> [THE PROBLEM]:
Quote every line as given.

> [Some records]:
● ● ● ●
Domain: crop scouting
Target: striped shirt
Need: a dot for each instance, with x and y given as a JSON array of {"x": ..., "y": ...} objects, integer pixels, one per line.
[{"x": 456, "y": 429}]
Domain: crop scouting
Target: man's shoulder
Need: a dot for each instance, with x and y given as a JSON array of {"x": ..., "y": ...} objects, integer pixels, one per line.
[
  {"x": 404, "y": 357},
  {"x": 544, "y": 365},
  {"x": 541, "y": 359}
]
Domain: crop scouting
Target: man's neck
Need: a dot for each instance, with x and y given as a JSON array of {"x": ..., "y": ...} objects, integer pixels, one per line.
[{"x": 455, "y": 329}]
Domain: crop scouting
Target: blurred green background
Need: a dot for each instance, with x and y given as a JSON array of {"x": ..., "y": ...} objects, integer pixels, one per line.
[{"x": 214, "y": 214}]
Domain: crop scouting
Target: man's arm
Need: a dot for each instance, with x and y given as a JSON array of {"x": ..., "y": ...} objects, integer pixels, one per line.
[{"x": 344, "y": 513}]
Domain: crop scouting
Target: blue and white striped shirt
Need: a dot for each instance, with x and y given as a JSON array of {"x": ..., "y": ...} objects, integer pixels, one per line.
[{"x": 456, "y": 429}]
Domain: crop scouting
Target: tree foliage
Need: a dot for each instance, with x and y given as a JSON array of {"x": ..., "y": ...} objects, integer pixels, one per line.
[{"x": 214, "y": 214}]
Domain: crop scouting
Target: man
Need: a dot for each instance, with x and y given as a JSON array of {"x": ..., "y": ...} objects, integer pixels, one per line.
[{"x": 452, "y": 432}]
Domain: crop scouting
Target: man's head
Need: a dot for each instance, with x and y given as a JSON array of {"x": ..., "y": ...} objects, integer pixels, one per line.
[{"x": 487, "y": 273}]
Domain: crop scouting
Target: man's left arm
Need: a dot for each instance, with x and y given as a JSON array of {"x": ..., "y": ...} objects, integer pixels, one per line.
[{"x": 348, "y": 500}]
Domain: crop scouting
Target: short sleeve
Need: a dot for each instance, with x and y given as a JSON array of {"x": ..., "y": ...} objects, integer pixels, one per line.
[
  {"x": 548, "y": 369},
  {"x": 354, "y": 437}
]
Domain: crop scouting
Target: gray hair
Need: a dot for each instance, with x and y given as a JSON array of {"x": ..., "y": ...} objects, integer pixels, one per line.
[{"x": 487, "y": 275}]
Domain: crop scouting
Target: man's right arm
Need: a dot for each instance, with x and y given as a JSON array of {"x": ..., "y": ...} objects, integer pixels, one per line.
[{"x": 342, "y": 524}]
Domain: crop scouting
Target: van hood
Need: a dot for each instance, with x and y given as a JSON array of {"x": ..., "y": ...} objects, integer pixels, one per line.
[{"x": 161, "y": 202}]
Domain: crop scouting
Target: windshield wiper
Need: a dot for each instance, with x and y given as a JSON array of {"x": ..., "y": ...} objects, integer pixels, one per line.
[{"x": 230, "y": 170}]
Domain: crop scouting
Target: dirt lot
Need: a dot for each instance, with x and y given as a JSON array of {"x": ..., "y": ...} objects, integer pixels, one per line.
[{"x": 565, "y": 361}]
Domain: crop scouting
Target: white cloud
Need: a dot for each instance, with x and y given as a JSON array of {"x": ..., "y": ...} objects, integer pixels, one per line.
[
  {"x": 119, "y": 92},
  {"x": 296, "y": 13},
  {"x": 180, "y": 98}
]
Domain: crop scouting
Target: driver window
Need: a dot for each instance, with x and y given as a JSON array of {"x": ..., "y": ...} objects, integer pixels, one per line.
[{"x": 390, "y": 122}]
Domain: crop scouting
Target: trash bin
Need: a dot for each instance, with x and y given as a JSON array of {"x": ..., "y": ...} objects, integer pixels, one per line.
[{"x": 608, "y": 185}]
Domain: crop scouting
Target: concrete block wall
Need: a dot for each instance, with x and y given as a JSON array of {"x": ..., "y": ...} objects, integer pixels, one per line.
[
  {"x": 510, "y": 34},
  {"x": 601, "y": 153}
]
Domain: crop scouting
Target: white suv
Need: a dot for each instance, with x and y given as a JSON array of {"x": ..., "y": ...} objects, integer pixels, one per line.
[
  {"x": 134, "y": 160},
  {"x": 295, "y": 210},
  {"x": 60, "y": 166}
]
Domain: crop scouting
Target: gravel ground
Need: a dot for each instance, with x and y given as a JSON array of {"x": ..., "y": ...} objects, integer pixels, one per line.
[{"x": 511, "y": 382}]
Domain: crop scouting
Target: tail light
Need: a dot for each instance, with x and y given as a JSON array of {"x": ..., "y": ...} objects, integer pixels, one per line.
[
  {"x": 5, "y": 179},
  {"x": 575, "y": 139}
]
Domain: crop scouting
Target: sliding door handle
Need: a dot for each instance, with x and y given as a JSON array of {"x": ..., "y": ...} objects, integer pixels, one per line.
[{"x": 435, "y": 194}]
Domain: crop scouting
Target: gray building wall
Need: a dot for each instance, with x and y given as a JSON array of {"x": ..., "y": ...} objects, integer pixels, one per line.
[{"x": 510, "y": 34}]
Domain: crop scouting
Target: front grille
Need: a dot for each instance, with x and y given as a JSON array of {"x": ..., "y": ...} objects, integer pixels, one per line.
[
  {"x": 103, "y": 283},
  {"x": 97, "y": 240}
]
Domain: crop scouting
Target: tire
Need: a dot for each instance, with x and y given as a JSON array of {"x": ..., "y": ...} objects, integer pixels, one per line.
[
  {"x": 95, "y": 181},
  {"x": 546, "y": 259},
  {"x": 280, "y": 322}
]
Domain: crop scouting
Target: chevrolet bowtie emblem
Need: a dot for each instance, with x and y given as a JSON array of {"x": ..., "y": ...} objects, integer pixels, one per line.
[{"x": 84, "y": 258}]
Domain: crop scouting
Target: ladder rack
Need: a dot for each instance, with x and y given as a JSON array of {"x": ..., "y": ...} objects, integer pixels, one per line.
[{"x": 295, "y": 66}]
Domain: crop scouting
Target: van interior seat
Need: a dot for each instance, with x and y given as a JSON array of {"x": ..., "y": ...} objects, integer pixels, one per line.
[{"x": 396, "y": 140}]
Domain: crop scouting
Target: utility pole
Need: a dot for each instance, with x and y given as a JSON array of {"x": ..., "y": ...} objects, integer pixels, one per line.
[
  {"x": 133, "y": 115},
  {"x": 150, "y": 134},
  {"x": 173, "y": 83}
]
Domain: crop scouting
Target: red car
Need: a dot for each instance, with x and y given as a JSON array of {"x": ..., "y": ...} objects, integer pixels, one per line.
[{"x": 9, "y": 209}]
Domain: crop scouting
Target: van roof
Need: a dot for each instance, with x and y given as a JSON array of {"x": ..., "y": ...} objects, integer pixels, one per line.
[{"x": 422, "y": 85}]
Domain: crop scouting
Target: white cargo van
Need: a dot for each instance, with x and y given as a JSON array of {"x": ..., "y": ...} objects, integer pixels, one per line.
● ● ● ●
> [EXERCISE RESULT]:
Domain: crop scouting
Target: striped shirt
Need: a dot for each instance, with x and y given as a JSON array of {"x": ..., "y": ...} objects, integer pixels, one per line.
[{"x": 456, "y": 429}]
Domain: crop scouting
Target: man's shoulder
Need: a dot for each instance, with x and y given as a JSON array of {"x": ..., "y": ...} objects, integer pixels, one per line.
[
  {"x": 404, "y": 357},
  {"x": 544, "y": 365},
  {"x": 541, "y": 359}
]
Domain: crop scouting
Target: man's neck
Need: a dot for each instance, with x and y given as a JSON array of {"x": ..., "y": ...} objects, integer pixels, one per line.
[{"x": 455, "y": 329}]
Domain: crop scouting
Target: blurred green background
Need: a dot for each instance, with x and y given as a JSON array of {"x": ..., "y": ...} objects, integer pixels, one per line.
[{"x": 214, "y": 214}]
Domain: crop scouting
Target: man's arm
Need: a dot for each instance, with x and y given as a JSON array of {"x": ..., "y": ...} objects, integer pixels, one per line.
[{"x": 344, "y": 513}]
Domain: crop scouting
Target: blue and white striped shirt
Need: a dot for each instance, with x and y given as a JSON array of {"x": ..., "y": ...} objects, integer pixels, one per line.
[{"x": 456, "y": 429}]
Domain: crop scouting
Target: tree foliage
Need: a dot for each instance, with x and y given as a JSON array of {"x": ..., "y": ...} objects, integer pixels, one per line.
[{"x": 214, "y": 214}]
Domain: crop scouting
Target: man
Need: a dot for each instance, with x and y given as a JSON array of {"x": ..., "y": ...} objects, integer pixels, one per line.
[{"x": 452, "y": 432}]
Domain: crop scouting
Target: man's head
Need: a dot for each instance, with x and y given as a JSON array of {"x": ..., "y": ...} objects, integer pixels, one per line.
[{"x": 487, "y": 273}]
Domain: crop scouting
Target: man's left arm
Need: a dot for each instance, with x and y given as a JSON array of {"x": ..., "y": ...} objects, integer pixels, one per line.
[{"x": 348, "y": 500}]
Domain: crop scouting
Target: short sleeve
Need: a dot for each instance, with x and y given as a JSON array of {"x": ..., "y": ...} objects, integer pixels, one per line.
[
  {"x": 548, "y": 369},
  {"x": 354, "y": 437}
]
Domain: crop scouting
Target: gray hair
Need: a dot for each instance, with x and y given as a JSON array of {"x": ..., "y": ...} objects, integer pixels, one per line.
[{"x": 487, "y": 275}]
Domain: crop scouting
Target: man's right arm
Need: a dot for each instance, with x and y given as a JSON array of {"x": ..., "y": ...} objects, integer pixels, one per line.
[{"x": 342, "y": 524}]
Domain: crop scouting
Target: van hood
Need: a dot for each instance, with x and y given as a JSON array of {"x": ..., "y": ...} objects, integer pixels, one per line.
[{"x": 161, "y": 202}]
Domain: crop scouting
Target: windshield wiper
Need: a dot for each instance, with x and y given as a JSON array of {"x": ..., "y": ...} objects, integer pixels, one per line.
[{"x": 230, "y": 170}]
Domain: crop scouting
Target: dirt lot
Need: a dot for each instance, with x and y given as a JSON array of {"x": ..., "y": ...} objects, integer pixels, one per line.
[{"x": 565, "y": 361}]
Domain: crop scouting
Target: white cloud
Need: a dot for each instance, with x and y given as a JSON array of {"x": ..., "y": ...} objects, integer pixels, one per line.
[
  {"x": 119, "y": 92},
  {"x": 296, "y": 13},
  {"x": 180, "y": 98}
]
Domain: crop scouting
Target: driver window
Need: a dot for each instance, with x and y given as a JSON array of {"x": ..., "y": ...} objects, integer pixels, one per line.
[{"x": 390, "y": 122}]
Domain: crop scouting
Target: trash bin
Need: a dot for each instance, with x and y given as a JSON array of {"x": ..., "y": ...} objects, integer pixels, one per line.
[{"x": 608, "y": 185}]
Domain: crop scouting
Target: concrete block wall
Need: a dot for each instance, with x and y given as a JSON array of {"x": ..., "y": ...} objects, integer pixels, one per line.
[
  {"x": 510, "y": 34},
  {"x": 601, "y": 153}
]
Domain: crop scouting
Target: white suv
Need: a dot for each instance, with x and y given as a JSON array of {"x": ..., "y": ...} objects, integer pixels, one per line.
[
  {"x": 134, "y": 160},
  {"x": 295, "y": 210},
  {"x": 60, "y": 166}
]
Domain: crop scouting
Target: gravel ground
Need: a dot for each instance, with x and y given as a JSON array of {"x": ..., "y": ...} objects, integer pixels, one per line.
[{"x": 511, "y": 382}]
Domain: crop scouting
Target: tail light
Need: a dot for each instance, with x and y given as a JSON array of {"x": ..., "y": ...} objects, integer pixels, one per line.
[
  {"x": 5, "y": 179},
  {"x": 575, "y": 139}
]
Domain: crop scouting
Target: sliding door handle
Need: a dot for each instance, with x and y given as a JSON array of {"x": ..., "y": ...} objects, integer pixels, one per line.
[{"x": 435, "y": 194}]
Domain: crop scouting
Target: gray building wall
Need: a dot for each instance, with x and y given as a JSON array of {"x": ..., "y": ...} objects, integer pixels, one per line.
[{"x": 510, "y": 34}]
Domain: crop scouting
Target: front grille
Need: a dot for each instance, with x and y given as a JSON array of {"x": ..., "y": ...} objects, integer pixels, one per line.
[
  {"x": 103, "y": 283},
  {"x": 97, "y": 240}
]
Domain: crop scouting
Target: tire
Need: a dot for each instance, with x and y given as a JSON array of {"x": ..., "y": ...} objects, integer pixels, one per line.
[
  {"x": 95, "y": 181},
  {"x": 546, "y": 259},
  {"x": 280, "y": 322}
]
Domain: crop scouting
Target: chevrolet bowtie emblem
Need: a dot for each instance, with x and y given as a JSON array of {"x": ..., "y": ...} objects, integer pixels, one per line.
[{"x": 84, "y": 258}]
Domain: crop scouting
Target: ladder rack
Need: a dot for each instance, with x and y given as a JSON array of {"x": ..., "y": ...} objects, integer pixels, one per line.
[{"x": 295, "y": 66}]
Domain: crop scouting
Target: van interior seat
Need: a dot for each instance, with x and y given as a JSON array of {"x": ..., "y": ...} objects, integer pixels, one per line.
[{"x": 396, "y": 140}]
Domain: crop scouting
Target: utility pole
Need: a dot for each instance, with x and y given as a JSON array of {"x": ..., "y": ...} objects, integer pixels, one per line.
[
  {"x": 133, "y": 115},
  {"x": 150, "y": 134},
  {"x": 173, "y": 83}
]
Domain: crop scouting
Target: red car
Need: a dot for each instance, with x and y given as a JSON array of {"x": ..., "y": ...} objects, integer pixels, one per line.
[{"x": 9, "y": 209}]
Domain: crop scouting
Target: van roof
Need: a dot for each instance, with x and y given as a JSON array of {"x": ..., "y": ...} objects, integer pixels, one per line.
[{"x": 422, "y": 85}]
Domain: crop scouting
Target: white cargo van
Need: a dot for each instance, with x and y given as a JSON array of {"x": ..., "y": ...} objects, integer pixels, one per line.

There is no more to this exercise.